— begin Supplied information —

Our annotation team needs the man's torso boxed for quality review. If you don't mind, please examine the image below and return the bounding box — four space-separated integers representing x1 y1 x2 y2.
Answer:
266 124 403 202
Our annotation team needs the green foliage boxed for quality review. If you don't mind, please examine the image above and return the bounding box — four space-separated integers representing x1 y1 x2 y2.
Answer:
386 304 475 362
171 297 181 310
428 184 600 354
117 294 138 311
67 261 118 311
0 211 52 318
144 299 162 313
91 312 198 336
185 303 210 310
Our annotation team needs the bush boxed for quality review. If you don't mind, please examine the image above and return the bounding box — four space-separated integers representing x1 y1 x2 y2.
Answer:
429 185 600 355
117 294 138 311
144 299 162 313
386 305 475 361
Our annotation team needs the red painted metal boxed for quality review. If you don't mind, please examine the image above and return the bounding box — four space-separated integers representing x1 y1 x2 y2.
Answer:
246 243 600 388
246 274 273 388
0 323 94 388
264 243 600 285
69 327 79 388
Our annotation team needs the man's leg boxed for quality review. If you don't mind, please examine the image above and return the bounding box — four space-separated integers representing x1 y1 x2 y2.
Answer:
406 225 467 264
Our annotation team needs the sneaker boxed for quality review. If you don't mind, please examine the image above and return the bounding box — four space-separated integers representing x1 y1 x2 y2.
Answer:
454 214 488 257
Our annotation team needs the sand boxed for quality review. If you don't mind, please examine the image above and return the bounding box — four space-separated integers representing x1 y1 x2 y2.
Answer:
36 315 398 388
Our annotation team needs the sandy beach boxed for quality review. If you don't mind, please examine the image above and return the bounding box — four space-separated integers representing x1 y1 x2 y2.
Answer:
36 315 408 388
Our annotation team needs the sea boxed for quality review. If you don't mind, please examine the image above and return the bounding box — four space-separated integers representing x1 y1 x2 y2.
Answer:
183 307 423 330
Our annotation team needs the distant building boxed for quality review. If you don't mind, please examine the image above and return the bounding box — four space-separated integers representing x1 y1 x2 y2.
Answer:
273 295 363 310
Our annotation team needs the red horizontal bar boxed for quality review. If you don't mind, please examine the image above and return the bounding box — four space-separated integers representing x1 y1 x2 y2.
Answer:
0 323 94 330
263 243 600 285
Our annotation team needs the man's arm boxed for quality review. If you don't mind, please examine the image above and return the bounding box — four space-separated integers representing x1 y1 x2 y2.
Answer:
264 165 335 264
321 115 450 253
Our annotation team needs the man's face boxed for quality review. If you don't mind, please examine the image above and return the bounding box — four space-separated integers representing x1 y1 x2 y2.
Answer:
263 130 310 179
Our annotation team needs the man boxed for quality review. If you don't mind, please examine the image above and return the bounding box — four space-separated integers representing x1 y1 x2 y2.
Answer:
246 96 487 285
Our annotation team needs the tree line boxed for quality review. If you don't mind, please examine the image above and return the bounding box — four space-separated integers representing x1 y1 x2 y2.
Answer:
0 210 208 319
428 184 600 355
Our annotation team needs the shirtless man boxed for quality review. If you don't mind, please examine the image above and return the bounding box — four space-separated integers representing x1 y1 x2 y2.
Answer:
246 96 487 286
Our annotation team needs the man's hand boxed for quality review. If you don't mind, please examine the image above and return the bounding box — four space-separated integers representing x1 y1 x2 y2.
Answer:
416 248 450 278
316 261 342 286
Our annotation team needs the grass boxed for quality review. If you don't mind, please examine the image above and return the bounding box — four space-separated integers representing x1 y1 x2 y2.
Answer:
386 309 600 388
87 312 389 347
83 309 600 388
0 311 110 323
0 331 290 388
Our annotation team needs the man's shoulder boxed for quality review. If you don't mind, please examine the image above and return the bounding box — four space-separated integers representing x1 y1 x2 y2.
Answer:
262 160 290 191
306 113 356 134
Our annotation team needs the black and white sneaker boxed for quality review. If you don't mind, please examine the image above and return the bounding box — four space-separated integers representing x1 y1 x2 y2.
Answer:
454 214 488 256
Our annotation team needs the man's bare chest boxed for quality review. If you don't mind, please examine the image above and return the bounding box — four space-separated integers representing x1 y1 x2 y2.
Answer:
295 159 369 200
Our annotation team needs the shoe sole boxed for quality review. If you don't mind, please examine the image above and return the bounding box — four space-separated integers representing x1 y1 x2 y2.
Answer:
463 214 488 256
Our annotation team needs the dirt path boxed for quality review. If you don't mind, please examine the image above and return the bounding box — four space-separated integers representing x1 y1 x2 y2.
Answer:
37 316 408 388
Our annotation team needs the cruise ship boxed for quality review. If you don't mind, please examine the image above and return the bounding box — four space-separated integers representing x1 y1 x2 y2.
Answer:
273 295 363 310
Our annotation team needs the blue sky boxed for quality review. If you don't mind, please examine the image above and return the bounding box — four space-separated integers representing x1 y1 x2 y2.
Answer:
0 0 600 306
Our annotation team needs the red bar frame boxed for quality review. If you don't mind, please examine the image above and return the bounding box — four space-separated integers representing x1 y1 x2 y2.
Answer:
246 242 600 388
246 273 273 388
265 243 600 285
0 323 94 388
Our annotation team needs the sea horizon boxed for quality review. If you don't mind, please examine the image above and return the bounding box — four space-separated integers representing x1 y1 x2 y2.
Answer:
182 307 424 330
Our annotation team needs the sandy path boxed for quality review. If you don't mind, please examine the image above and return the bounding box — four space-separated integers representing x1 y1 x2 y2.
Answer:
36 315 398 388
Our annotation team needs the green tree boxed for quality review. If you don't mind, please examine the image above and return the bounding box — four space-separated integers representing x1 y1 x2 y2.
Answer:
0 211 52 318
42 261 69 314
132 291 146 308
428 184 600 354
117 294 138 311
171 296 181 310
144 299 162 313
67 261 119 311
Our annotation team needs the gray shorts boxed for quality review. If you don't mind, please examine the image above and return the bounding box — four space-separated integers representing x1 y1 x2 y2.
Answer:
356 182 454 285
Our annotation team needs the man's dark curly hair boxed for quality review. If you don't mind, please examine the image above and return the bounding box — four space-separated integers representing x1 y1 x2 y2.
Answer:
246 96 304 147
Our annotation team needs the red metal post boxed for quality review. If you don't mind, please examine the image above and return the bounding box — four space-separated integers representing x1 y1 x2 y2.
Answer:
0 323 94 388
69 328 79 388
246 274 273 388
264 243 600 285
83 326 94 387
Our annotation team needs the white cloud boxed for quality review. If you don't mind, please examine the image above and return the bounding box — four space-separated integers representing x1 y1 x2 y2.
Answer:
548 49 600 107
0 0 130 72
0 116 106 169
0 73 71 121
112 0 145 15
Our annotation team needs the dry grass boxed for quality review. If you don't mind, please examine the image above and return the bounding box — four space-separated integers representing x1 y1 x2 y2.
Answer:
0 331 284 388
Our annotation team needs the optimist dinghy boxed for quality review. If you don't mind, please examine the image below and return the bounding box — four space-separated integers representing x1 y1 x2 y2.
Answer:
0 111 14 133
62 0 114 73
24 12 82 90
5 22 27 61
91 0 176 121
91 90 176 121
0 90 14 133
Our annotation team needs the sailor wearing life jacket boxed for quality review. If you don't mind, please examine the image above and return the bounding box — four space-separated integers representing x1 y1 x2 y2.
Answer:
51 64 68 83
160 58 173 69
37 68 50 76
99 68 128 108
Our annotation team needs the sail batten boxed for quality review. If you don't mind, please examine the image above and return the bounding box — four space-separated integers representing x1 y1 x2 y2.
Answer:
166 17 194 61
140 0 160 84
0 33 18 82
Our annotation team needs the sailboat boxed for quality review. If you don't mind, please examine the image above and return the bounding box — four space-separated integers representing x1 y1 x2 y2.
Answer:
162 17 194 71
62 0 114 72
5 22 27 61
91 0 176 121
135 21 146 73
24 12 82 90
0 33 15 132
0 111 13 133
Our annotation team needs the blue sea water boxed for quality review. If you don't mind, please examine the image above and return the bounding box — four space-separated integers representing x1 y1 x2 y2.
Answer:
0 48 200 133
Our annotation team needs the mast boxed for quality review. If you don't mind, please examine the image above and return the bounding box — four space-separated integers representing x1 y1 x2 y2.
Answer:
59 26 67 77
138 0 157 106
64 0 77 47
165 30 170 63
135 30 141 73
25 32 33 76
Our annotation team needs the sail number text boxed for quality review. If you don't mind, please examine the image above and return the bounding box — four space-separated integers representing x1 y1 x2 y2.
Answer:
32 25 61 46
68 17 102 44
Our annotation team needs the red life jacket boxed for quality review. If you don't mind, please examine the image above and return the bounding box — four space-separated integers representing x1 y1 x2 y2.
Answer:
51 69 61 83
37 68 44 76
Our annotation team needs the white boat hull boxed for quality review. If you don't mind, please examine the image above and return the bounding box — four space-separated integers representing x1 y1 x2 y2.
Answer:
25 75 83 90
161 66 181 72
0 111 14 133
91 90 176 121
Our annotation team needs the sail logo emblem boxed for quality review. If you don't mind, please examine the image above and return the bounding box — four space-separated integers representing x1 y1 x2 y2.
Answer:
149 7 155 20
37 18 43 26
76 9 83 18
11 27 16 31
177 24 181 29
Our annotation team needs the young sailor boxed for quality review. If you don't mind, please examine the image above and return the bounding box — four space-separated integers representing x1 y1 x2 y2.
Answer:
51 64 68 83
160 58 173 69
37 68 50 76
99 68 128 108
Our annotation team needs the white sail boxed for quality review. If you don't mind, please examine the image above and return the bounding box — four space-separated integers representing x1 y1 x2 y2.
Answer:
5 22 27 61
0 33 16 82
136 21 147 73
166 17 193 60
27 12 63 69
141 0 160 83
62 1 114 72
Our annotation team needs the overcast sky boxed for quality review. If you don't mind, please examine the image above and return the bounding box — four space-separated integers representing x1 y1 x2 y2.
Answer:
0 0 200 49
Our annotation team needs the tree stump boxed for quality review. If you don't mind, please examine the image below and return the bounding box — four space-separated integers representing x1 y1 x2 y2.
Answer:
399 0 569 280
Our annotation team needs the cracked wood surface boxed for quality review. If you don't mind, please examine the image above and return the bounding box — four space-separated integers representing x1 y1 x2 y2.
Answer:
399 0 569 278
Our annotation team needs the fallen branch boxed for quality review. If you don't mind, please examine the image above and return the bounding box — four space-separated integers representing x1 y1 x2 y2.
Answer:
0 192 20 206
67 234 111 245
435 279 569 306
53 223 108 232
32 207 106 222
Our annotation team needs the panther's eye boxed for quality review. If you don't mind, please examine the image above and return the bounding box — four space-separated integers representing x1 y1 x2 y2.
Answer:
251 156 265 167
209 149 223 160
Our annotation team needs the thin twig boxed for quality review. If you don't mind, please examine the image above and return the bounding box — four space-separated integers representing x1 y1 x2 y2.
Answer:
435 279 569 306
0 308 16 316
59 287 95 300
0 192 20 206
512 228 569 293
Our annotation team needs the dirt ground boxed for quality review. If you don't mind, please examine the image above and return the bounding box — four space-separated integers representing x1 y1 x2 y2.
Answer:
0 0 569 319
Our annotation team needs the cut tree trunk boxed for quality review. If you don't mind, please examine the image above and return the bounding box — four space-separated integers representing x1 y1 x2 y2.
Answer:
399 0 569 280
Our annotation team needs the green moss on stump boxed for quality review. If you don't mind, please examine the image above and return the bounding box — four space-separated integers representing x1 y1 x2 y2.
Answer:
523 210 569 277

— end Supplied information —
— begin Supplied information —

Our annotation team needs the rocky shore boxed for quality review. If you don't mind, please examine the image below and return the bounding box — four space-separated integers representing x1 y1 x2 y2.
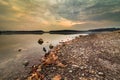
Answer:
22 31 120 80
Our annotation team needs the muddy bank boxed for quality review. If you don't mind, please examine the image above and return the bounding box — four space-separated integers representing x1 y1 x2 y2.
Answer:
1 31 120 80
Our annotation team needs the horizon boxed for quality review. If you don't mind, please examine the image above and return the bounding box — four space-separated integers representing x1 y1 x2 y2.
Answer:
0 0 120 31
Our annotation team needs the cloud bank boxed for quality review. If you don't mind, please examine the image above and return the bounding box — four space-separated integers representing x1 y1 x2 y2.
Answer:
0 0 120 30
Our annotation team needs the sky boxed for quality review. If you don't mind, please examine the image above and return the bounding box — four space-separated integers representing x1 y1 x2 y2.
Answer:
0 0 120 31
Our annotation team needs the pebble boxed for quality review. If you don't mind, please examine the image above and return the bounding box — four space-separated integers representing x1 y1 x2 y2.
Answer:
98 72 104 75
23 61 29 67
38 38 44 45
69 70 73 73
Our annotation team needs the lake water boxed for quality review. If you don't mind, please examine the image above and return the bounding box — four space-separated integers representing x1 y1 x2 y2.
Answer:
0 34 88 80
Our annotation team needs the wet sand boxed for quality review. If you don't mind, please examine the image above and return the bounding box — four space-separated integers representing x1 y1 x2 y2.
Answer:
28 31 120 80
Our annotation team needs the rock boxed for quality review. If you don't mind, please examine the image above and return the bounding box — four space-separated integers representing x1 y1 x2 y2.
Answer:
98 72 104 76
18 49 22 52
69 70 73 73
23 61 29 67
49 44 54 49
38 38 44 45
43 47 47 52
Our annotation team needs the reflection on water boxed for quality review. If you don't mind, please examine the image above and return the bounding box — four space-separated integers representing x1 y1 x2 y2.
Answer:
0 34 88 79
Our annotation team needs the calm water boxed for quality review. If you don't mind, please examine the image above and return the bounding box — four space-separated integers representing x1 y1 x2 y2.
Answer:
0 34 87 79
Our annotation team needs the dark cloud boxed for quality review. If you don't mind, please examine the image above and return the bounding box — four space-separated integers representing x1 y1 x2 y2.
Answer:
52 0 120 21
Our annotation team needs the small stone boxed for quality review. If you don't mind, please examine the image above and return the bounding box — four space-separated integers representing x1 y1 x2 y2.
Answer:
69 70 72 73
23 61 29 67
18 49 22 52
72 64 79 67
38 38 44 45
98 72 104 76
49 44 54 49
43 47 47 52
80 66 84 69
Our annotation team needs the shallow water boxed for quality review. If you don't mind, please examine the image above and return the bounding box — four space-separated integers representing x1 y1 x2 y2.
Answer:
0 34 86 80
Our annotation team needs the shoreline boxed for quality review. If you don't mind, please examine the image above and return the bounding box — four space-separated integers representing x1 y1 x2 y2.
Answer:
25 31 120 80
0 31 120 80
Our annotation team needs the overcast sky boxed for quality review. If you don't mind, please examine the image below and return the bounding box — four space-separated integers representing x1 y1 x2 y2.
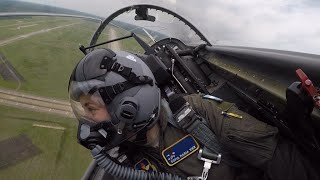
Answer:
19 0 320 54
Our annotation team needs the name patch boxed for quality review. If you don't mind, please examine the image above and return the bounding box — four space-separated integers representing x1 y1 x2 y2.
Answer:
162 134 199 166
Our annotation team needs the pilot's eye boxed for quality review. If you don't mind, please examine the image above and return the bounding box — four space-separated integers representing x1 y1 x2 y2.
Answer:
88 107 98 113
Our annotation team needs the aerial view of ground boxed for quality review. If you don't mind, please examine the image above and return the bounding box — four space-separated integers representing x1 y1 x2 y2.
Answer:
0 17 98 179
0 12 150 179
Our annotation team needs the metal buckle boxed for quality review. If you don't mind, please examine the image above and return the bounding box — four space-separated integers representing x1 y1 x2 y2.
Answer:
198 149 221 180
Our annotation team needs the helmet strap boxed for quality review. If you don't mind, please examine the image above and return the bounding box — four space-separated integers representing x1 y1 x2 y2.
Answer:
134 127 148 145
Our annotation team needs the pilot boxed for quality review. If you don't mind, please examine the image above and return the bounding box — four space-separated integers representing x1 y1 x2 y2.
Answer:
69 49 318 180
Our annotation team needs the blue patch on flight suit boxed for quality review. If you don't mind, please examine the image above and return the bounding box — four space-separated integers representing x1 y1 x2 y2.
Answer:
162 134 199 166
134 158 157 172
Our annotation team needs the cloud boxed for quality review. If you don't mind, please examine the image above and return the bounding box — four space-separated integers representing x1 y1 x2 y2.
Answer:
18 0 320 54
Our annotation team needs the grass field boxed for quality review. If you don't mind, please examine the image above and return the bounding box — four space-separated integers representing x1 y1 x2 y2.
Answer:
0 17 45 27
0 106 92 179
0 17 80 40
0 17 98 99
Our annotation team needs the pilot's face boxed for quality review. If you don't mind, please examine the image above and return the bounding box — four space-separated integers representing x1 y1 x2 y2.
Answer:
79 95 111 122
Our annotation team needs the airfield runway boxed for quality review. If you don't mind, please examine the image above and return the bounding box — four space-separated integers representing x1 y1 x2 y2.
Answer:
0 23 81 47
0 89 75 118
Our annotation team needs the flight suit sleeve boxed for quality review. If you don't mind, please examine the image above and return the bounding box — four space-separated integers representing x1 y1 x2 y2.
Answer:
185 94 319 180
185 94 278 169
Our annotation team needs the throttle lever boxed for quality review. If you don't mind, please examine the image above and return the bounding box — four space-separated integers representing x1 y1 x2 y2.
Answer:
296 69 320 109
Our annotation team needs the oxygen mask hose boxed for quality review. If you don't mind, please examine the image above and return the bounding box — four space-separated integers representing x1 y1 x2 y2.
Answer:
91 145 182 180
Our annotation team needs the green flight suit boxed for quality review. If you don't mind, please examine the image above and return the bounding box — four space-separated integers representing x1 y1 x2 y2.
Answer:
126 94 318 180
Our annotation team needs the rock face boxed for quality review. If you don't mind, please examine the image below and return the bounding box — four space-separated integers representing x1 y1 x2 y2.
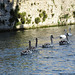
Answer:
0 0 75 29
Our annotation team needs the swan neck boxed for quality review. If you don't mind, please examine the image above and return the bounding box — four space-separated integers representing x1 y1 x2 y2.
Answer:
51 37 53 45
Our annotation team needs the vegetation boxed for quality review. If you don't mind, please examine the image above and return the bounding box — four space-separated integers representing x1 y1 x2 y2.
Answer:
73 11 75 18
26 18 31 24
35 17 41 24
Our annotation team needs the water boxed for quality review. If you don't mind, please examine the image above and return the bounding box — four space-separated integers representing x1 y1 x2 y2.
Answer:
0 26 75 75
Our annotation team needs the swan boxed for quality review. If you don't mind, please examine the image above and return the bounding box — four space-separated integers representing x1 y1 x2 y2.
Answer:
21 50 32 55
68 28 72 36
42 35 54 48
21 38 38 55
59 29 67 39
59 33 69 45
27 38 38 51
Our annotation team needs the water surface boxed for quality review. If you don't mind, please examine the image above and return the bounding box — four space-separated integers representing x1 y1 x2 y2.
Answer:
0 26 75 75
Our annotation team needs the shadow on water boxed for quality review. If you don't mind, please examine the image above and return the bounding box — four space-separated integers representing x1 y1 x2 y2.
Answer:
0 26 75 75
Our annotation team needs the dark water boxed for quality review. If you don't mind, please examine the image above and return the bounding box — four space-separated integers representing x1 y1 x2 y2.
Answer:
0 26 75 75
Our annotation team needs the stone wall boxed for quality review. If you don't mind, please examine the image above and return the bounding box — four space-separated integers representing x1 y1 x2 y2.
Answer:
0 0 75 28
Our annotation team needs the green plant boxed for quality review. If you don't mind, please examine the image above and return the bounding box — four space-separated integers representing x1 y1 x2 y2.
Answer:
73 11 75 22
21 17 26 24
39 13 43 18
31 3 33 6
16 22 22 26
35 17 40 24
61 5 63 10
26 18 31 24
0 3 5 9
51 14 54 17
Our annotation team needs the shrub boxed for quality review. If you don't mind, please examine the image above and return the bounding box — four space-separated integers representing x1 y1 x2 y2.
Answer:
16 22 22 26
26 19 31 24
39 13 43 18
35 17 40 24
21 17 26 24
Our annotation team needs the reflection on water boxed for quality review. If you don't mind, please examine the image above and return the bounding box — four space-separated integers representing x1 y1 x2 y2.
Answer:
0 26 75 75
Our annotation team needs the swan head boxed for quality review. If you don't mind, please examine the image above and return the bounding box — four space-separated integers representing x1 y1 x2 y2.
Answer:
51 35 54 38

— end Supplied information —

## Problem to work on
Repeat the lines from the records above word for word, starting with the line that contains "Our annotation team needs the rock boxed" and going on through the line that contains "80 66 84 69". Include both of those lines.

## Exercise response
Our annotation team needs the rock boxed for quality review. If you don't mind, please examine the image above and return the bounding box — four space-separated integers representing x1 y1 x2 y2.
Answer:
98 72 104 76
18 49 22 52
69 70 73 73
23 61 29 67
49 44 54 49
38 38 44 45
43 47 47 52
Our annotation team needs the reflection on water boxed for quality review. If you don't mind, please examine the image above and return the bounding box — four space-separated integers representing x1 y1 x2 y2.
Answer:
0 34 88 79
Our annotation team needs the calm water boxed for quality review. If you don't mind, please examine the image above and return the bounding box — four space-separated integers representing x1 y1 x2 y2.
Answer:
0 34 87 79
Our annotation team needs the dark cloud boxed for quality review. If you don't mind, please examine the image above and return the bounding box — four space-separated integers representing x1 y1 x2 y2.
Answer:
52 0 120 21
Our annotation team needs the small stone boxed for quality review. If you don't mind, please examine the image above and return the bounding box — four space-separated integers representing x1 y1 x2 y2.
Answer:
69 70 72 73
23 61 29 67
18 49 22 52
72 64 79 67
38 38 44 45
98 72 104 76
49 44 54 49
43 47 47 52
80 66 84 69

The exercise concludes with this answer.